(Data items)
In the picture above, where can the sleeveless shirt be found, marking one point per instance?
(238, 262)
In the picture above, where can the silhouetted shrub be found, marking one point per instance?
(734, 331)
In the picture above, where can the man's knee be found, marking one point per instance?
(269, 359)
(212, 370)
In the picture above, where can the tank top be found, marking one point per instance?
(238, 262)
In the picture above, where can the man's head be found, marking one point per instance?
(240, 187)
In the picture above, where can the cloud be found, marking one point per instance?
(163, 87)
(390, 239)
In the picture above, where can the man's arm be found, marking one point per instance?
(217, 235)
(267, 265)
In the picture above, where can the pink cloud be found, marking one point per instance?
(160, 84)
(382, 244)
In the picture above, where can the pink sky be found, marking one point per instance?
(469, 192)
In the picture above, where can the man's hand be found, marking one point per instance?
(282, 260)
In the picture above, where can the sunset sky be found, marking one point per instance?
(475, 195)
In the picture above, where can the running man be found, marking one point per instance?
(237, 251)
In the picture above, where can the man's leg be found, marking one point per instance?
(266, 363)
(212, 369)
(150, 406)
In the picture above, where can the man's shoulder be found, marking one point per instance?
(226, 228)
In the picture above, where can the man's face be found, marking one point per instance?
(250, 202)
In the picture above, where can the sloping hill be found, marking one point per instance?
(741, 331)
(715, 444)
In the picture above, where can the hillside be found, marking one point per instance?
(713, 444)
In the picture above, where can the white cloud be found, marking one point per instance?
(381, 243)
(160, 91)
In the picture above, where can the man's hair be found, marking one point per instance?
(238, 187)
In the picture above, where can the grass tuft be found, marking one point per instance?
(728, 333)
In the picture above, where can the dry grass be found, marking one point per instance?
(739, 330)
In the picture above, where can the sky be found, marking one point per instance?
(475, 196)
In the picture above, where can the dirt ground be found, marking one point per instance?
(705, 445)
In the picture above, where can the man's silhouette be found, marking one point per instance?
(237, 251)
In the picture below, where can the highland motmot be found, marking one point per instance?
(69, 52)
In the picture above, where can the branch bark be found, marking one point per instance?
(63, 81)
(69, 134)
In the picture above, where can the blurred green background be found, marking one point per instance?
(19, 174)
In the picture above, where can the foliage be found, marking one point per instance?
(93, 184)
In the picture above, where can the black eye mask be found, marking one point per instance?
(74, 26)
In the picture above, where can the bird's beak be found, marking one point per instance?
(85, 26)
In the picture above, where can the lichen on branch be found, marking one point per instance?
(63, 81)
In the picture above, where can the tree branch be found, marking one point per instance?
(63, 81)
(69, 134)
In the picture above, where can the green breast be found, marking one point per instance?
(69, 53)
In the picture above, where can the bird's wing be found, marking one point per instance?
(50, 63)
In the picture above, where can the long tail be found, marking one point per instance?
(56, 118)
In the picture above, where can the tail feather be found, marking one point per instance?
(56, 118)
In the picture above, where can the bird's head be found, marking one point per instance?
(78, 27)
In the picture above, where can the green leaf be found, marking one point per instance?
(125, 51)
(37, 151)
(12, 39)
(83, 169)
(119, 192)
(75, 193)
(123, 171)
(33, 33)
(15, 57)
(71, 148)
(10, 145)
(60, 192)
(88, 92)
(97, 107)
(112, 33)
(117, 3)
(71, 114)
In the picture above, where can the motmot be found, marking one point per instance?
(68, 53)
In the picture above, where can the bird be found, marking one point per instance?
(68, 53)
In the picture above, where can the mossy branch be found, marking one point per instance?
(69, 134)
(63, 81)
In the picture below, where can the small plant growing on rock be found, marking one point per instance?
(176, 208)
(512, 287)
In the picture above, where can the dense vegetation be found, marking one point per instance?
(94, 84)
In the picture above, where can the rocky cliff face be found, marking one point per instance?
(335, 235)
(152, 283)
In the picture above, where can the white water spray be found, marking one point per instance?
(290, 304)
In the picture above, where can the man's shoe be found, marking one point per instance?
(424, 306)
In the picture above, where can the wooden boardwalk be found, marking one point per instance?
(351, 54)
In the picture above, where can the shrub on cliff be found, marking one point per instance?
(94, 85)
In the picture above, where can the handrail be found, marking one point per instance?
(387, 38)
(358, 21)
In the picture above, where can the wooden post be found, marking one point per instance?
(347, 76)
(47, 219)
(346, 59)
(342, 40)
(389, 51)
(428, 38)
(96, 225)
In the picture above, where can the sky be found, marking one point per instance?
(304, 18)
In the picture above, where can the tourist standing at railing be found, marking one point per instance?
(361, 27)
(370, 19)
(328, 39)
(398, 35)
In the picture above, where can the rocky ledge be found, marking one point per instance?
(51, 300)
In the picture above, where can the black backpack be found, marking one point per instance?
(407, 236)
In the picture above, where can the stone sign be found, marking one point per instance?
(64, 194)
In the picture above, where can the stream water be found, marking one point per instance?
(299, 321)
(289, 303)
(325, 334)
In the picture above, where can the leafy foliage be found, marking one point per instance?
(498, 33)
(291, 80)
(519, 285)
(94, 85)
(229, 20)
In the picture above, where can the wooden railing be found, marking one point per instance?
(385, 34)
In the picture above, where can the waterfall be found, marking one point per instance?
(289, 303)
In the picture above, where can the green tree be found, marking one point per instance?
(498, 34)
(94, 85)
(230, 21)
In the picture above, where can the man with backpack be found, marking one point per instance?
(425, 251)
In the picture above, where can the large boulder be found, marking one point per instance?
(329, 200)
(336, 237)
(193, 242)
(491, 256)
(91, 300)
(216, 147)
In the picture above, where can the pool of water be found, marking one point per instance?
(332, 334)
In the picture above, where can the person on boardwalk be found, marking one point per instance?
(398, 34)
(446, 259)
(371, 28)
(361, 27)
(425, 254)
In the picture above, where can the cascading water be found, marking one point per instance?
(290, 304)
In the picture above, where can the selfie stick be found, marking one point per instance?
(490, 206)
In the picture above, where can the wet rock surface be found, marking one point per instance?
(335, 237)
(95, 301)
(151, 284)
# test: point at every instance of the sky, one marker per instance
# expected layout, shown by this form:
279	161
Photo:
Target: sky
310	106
--
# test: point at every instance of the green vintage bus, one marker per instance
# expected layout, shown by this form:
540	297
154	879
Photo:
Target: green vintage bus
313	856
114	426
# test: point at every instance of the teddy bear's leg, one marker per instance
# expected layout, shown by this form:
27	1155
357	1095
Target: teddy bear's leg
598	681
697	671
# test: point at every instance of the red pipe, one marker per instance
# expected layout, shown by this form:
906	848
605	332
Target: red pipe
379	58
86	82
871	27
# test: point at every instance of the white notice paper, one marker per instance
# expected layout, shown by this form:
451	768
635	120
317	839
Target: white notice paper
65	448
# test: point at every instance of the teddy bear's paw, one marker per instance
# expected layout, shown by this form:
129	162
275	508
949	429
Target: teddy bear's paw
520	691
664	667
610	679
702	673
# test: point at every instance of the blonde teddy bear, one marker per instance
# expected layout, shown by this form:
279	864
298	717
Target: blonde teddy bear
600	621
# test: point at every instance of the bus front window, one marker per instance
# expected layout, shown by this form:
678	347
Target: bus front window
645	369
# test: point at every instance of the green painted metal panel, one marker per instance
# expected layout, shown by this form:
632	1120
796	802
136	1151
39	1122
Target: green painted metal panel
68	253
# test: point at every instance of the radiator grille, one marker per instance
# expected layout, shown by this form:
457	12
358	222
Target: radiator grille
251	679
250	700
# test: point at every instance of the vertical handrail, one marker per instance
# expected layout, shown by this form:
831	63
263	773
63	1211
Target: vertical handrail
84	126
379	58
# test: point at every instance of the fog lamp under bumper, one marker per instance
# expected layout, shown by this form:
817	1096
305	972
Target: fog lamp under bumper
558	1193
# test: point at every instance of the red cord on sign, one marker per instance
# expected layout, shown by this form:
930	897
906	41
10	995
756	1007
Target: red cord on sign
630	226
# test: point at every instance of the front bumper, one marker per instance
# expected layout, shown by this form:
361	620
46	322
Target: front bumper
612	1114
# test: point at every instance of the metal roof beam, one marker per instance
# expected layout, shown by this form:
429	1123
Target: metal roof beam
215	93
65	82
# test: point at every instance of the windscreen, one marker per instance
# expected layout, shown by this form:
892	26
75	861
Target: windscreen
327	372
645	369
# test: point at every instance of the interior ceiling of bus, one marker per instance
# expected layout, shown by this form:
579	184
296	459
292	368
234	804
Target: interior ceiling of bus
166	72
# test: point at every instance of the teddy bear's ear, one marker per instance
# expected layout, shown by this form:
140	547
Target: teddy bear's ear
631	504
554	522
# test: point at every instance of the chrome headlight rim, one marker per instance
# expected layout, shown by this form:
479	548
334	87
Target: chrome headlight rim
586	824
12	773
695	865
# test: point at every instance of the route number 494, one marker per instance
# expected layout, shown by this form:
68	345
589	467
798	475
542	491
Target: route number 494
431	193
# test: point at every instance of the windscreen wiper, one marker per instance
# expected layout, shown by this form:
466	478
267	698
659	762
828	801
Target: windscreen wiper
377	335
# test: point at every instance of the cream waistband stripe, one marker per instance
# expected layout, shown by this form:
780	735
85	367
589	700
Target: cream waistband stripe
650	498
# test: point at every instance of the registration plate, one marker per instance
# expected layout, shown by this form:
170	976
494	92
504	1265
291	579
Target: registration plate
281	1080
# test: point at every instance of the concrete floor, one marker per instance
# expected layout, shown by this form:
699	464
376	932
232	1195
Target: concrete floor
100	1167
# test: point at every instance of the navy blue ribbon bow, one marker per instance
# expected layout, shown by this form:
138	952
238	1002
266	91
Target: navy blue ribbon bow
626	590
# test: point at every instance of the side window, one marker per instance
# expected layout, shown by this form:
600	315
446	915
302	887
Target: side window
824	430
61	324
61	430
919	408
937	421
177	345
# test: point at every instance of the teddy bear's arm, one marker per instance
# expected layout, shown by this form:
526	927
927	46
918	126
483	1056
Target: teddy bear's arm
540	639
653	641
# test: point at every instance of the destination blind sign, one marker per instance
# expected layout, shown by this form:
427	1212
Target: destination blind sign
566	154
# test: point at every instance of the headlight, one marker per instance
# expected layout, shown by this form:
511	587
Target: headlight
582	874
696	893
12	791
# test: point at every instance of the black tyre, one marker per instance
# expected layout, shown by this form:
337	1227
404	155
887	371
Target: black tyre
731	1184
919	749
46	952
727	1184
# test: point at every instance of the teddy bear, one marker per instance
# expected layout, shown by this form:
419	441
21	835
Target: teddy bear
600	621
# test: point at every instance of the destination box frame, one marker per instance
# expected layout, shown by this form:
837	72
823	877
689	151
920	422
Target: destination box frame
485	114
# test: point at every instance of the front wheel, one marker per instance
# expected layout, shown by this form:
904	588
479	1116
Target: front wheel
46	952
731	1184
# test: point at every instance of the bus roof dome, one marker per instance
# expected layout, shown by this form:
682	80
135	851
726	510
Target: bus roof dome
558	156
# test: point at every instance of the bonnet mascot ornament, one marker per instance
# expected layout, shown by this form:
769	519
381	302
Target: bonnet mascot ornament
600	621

Task instructions >> Count the lines in the records that contain the string "handrail". Reply with the number alone.

Written answer >> 3